## Input for this task
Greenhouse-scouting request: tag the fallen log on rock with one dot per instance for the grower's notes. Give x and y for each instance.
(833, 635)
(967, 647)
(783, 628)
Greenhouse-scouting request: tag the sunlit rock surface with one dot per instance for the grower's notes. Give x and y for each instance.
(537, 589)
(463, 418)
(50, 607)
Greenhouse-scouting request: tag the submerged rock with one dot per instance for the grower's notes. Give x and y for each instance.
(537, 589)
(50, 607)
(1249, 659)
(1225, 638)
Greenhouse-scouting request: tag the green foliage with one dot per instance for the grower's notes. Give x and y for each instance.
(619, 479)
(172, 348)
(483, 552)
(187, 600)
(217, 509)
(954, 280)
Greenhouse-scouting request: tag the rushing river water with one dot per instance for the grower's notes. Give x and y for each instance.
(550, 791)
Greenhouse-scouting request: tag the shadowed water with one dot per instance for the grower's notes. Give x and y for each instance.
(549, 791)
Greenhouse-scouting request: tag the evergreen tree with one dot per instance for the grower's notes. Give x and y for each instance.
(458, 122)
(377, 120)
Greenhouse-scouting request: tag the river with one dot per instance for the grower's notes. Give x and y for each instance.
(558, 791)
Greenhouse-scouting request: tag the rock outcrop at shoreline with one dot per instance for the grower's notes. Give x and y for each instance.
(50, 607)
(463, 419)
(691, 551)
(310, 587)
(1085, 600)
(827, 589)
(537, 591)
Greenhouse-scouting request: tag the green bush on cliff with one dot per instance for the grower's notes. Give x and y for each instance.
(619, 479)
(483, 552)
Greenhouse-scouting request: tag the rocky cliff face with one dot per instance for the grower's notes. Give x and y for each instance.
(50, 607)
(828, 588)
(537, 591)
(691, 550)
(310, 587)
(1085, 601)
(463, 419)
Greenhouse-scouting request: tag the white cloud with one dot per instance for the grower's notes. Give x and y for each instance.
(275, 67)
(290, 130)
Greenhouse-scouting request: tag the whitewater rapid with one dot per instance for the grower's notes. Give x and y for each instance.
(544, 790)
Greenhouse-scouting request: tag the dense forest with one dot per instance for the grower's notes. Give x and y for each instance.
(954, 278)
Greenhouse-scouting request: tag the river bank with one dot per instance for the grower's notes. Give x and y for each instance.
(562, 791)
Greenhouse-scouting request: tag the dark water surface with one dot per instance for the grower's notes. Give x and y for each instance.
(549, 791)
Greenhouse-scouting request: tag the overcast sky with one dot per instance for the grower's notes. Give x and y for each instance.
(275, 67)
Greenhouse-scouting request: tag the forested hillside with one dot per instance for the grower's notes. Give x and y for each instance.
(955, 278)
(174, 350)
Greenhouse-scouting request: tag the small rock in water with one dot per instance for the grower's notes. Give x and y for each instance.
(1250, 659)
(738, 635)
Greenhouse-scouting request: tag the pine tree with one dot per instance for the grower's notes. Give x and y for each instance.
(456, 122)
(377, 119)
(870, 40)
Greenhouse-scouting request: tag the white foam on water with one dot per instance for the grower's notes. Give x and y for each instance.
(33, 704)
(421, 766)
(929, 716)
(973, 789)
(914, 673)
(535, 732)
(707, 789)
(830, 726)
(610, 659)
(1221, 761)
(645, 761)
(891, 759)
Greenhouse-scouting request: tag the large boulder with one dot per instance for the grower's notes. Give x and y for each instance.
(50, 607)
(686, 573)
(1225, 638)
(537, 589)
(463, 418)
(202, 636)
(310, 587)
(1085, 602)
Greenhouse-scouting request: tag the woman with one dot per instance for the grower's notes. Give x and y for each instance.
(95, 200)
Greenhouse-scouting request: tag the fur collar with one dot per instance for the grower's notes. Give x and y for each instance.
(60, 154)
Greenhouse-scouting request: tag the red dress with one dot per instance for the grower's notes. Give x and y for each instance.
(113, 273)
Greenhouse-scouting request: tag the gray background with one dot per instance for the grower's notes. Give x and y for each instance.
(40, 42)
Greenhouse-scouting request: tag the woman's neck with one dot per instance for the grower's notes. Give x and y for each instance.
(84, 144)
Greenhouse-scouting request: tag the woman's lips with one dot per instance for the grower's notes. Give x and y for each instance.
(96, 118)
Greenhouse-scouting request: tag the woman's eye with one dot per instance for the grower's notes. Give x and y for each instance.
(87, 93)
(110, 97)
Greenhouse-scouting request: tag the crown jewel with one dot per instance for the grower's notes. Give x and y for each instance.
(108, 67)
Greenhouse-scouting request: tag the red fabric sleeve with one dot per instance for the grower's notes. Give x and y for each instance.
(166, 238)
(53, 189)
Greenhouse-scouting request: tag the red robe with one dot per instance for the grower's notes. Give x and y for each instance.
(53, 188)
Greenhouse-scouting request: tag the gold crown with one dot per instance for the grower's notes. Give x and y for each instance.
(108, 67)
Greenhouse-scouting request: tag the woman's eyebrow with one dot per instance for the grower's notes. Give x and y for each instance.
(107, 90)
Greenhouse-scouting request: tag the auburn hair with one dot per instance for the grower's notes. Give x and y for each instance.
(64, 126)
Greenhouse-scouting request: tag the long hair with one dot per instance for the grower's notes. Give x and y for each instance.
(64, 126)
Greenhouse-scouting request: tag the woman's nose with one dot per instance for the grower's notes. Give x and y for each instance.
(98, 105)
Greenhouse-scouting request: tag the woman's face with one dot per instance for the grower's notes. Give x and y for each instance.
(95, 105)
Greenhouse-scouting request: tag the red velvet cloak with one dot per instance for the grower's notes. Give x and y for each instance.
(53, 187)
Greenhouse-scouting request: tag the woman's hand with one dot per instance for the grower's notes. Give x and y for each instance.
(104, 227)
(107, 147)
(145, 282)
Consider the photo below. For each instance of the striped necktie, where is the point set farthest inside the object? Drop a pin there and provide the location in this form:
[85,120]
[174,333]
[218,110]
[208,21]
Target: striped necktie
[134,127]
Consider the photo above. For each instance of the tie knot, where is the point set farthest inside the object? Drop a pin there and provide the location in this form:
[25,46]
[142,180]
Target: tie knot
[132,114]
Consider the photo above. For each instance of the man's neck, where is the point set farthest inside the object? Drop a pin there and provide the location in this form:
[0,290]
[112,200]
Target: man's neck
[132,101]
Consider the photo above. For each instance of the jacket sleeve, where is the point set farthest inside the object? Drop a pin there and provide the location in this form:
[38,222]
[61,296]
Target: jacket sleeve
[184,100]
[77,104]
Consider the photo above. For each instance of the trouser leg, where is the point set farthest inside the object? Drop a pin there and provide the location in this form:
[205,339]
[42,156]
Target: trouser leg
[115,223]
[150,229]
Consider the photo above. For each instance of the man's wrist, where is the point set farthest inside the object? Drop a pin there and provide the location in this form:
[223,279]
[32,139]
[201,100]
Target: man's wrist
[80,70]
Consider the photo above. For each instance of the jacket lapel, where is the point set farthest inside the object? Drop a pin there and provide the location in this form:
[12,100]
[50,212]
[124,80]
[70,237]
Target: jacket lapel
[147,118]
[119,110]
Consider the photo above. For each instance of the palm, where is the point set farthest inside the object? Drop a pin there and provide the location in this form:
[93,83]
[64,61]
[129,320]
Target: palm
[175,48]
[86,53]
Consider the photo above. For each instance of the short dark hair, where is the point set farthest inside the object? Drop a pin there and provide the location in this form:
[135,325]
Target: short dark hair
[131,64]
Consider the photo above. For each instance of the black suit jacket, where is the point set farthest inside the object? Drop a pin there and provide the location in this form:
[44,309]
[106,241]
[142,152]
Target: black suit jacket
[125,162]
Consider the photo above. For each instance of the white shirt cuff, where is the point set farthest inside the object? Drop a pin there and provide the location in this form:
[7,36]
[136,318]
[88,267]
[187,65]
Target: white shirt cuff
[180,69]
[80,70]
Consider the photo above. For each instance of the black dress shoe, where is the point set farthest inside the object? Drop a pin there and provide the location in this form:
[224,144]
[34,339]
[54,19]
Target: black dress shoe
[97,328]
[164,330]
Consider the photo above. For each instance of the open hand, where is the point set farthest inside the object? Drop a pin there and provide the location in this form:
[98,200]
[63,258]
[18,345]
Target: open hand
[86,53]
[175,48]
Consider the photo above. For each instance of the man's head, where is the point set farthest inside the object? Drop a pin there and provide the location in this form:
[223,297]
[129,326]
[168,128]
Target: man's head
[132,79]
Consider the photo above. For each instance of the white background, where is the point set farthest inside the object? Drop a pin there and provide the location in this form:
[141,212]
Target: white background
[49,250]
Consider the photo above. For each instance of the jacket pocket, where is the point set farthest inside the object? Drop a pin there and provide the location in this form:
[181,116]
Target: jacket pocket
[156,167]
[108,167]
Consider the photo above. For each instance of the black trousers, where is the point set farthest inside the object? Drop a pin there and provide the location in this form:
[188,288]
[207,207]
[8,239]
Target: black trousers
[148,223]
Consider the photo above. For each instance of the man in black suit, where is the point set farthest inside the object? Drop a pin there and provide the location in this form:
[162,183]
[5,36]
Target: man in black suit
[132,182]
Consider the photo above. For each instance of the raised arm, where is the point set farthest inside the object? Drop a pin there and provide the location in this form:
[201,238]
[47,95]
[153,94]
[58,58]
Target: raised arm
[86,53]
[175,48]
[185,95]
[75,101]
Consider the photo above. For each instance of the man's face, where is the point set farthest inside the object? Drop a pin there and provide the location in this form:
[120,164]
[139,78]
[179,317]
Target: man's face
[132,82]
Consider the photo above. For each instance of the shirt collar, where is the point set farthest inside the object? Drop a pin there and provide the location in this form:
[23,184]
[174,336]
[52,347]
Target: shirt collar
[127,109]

## Work task
Write out only what runs from the line holding "man's face, where" through the last line of the records, exactly as shown.

## Answer section
Consider the photo above. For each instance of the man's face, where is the point set farthest inside the object? Drop a pin there and provide the location in this form:
[120,164]
[139,78]
[179,317]
Target: man's face
[132,82]
Consider the photo above. For each instance of the shirt collar, where is the point set farthest inside the object? Drop a pin there and provide the location in this form:
[23,184]
[174,336]
[52,347]
Target: shirt collar
[127,109]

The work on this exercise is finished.